**AVAILABLE DATA**
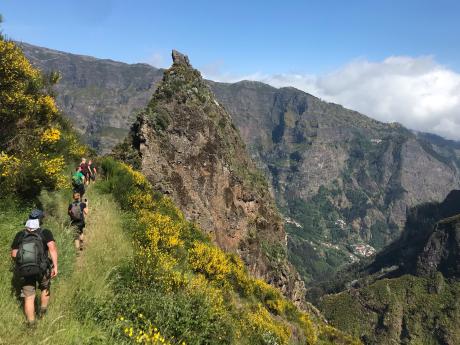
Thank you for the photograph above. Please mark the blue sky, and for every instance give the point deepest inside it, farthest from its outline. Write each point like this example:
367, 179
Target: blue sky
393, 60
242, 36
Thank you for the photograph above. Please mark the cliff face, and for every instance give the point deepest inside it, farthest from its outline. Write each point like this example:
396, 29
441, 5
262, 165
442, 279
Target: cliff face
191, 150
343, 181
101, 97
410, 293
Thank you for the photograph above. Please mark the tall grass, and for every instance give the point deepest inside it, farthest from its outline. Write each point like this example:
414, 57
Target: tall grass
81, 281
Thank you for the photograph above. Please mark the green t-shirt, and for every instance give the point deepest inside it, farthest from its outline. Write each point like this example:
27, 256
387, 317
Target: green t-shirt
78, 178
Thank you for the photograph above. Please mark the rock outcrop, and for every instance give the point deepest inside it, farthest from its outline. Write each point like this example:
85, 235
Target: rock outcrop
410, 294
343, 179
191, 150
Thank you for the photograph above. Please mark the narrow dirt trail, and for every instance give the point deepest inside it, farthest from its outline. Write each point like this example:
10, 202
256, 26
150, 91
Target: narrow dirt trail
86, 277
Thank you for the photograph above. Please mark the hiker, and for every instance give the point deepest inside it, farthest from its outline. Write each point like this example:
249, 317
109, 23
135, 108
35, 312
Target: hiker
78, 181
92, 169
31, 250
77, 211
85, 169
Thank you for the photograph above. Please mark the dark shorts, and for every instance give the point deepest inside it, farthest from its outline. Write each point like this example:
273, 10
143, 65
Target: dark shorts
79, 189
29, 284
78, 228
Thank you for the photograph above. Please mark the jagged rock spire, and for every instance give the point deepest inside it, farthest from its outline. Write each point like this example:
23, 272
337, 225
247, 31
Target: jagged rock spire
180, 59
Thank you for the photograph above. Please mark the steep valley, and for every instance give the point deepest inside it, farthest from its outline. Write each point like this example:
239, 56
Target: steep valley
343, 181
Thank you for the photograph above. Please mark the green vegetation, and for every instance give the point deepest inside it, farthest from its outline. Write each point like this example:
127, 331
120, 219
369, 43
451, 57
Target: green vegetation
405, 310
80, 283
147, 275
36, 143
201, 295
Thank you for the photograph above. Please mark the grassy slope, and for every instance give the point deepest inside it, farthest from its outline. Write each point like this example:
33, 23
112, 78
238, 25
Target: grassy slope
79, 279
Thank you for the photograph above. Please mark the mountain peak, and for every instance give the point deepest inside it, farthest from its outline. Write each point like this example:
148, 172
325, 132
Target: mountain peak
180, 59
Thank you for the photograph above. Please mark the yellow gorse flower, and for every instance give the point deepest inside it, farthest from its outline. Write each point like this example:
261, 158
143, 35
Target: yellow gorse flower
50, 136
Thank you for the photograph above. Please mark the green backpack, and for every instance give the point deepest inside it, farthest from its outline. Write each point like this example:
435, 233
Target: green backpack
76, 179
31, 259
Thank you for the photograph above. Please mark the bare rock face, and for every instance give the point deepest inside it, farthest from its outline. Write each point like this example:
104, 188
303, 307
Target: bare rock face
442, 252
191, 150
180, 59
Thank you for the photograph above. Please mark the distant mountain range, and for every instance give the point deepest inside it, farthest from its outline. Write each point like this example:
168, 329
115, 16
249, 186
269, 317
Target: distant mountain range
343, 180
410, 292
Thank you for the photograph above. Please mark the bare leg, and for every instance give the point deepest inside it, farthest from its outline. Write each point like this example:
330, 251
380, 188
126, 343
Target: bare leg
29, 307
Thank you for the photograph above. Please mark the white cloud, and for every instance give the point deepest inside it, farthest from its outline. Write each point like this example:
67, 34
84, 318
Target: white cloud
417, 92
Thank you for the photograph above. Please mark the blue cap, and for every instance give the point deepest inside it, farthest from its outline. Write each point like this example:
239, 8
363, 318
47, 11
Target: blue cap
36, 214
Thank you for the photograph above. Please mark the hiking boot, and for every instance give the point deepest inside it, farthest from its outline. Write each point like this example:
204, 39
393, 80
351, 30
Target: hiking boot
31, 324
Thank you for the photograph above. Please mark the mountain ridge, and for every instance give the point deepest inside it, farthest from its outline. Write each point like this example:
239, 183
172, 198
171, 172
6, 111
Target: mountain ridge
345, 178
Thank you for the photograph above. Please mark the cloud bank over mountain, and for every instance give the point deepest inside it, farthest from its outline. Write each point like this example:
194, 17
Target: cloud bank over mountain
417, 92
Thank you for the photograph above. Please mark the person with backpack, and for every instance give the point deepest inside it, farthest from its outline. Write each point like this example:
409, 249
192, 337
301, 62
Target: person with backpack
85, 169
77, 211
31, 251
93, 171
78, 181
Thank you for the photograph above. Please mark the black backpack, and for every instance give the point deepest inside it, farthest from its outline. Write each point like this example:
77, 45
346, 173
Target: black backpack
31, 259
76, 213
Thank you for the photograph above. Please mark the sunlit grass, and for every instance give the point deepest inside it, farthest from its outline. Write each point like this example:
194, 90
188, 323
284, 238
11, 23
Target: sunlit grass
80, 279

**TASK REQUIREMENTS**
Could you transcribe every entry exactly, leaving out the pictures?

**TASK SOLUTION**
Thank you for the photograph above. Please mark the blue sky, and for every instance give the point deepest inside it, farthest from its outline. Write each point like this example:
367, 179
Target: blue sky
393, 60
242, 36
Thank you for the photograph above. Please mark the cliff face, and for every instance give the point deepest inside it, farthest from its outline. Write each point like this example:
396, 29
441, 5
262, 165
442, 279
Target: cliff face
191, 150
343, 181
101, 97
410, 293
Thank you for the photograph above. Please mark the tall grass, and for every instance give the point deepest inside it, farthest from its outline. Write each point like this example:
414, 57
Target: tall grass
81, 281
Thank you for the photograph above. Please mark the green t-shirt, and for every instance give the point deepest inside it, farthest from its outline. Write each point like this example:
27, 256
387, 317
Target: green t-shirt
78, 178
Thank you for the photograph above. Please mark the rock outcrop, and for every instance give the point deepest inside it, farthest from its outline. Write each point like this example:
85, 235
Target: rock outcrop
410, 294
343, 179
191, 150
Thank you for the photograph above. Please mark the narrow dirt trail, and for every instance give the point deepest inside it, farthest from its outline. Write each point like this example:
10, 202
256, 26
150, 91
Target: narrow dirt trail
86, 277
Thank you for the photograph above. Please mark the hiker, and for every instance give the point deepest inside it, farthest from its outline. Write each point like this example:
249, 317
109, 23
135, 108
35, 312
Target: hiker
78, 181
92, 169
31, 250
77, 211
85, 169
Thank you for the photograph above. Please mark the dark shorts, and for every instance give the point deepest inside it, farthest from its outline. Write each point like this example:
273, 10
143, 65
Target: dark shorts
79, 189
29, 284
78, 228
Thank you for the photograph above. Please mark the jagged rock spire, and for every instance give the point deepest inside it, farthest from its outline. Write each point like this example:
23, 272
337, 225
247, 31
Target: jagged rock spire
180, 59
Thank you for the photograph above. Please mark the steep valley, and for every instance give the point deepest inside it, farthest from its outline. Write each point like this example:
239, 56
Target: steep valley
343, 181
Thank you for the photograph above. Please mark the green vegetation, and for every instance give the point deepest inside it, farthest from its outline. Write each point like this example:
127, 331
120, 219
369, 43
451, 57
Target: green vegetation
405, 310
80, 283
147, 275
36, 143
201, 295
Thank you for the photograph above. Please mark the grassy slope, and for every instance give the point deepest inside it, farthest from its outline. Write each point like this example:
33, 23
112, 78
238, 25
Target: grassy slope
79, 279
Thank you for the photograph above. Please mark the mountain peak, and for every instance give the point deepest inside it, farthest from its outline. Write each point like this example:
148, 172
325, 132
Target: mountain peak
180, 59
Thank you for the photograph above. Please mark the yellow gorse flower, and for every instance give the point deepest inside it, farthest from its outline. Write each point like this example:
261, 158
143, 35
Target: yellow gorse flower
50, 136
Thank you for the photograph above. Please mark the green backpack, and for every instance give the point deepest inside it, farthest from its outline. Write each point like this example:
435, 233
Target: green backpack
76, 179
31, 259
Thank you for the photograph above. Please mark the bare rock face, and for every instance give the point deepest inside it, farthest from its outline. Write each point like this example:
104, 188
303, 307
Target: bare rock face
442, 252
191, 150
180, 59
Thank you for the photograph above. Please mark the distant mountain range, and for every instance give the point deepest inside it, farthest from its outline. Write each point like this example:
168, 329
115, 16
249, 186
269, 317
Target: distant mountain range
343, 180
410, 292
Thank you for the photograph above. Please mark the bare leg, and for every instance give the point deepest inside it, farthest from its outline. Write each point like this example:
330, 251
380, 188
126, 343
Target: bare leg
29, 307
Thank you for the photograph above. Please mark the white cloud, and for every instance give the point deepest inside it, farthest from its outline. Write each point like this example:
67, 34
84, 318
Target: white cloud
417, 92
Thank you for the photograph above. Please mark the blue cap, and for every instance give the point deepest inside it, farthest from its outline. Write each point like this example:
239, 8
363, 318
47, 11
Target: blue cap
36, 214
Thank you for the photograph above. Please mark the hiking boot, and for every instance give the point deepest inside it, farthest from its outline. Write each point like this example:
204, 39
393, 80
351, 30
Target: hiking boot
31, 324
Thank you for the photograph above. Please mark the mountain ridge, and for every instance give the point deepest inside it, farthest from its outline. Write each point like this example:
239, 183
172, 198
171, 172
6, 111
Target: mountain ridge
345, 178
Thank you for the photograph above. Please mark the cloud bank over mountain, and for every instance give the point deepest inside it, farthest from its outline. Write each point like this example:
194, 17
Target: cloud bank over mountain
417, 92
Thank you for the photograph above. Please mark the person with backpack, and for every instance give the point deepest inside it, farthest from its outline. Write each point like this example:
409, 249
192, 337
301, 62
Target: person with backpack
85, 169
77, 211
31, 251
93, 171
78, 181
Thank you for the photograph above. Please mark the black backpack, and for every instance give the point deepest inside it, farthest from its outline. Write each point like this example:
77, 45
346, 173
Target: black backpack
31, 259
76, 213
Thank you for the photograph above. Please mark the sunlit grass, and for every instance give the point deepest inside it, farthest from its outline. Write each point like this example:
194, 90
188, 323
284, 238
11, 23
Target: sunlit grass
80, 279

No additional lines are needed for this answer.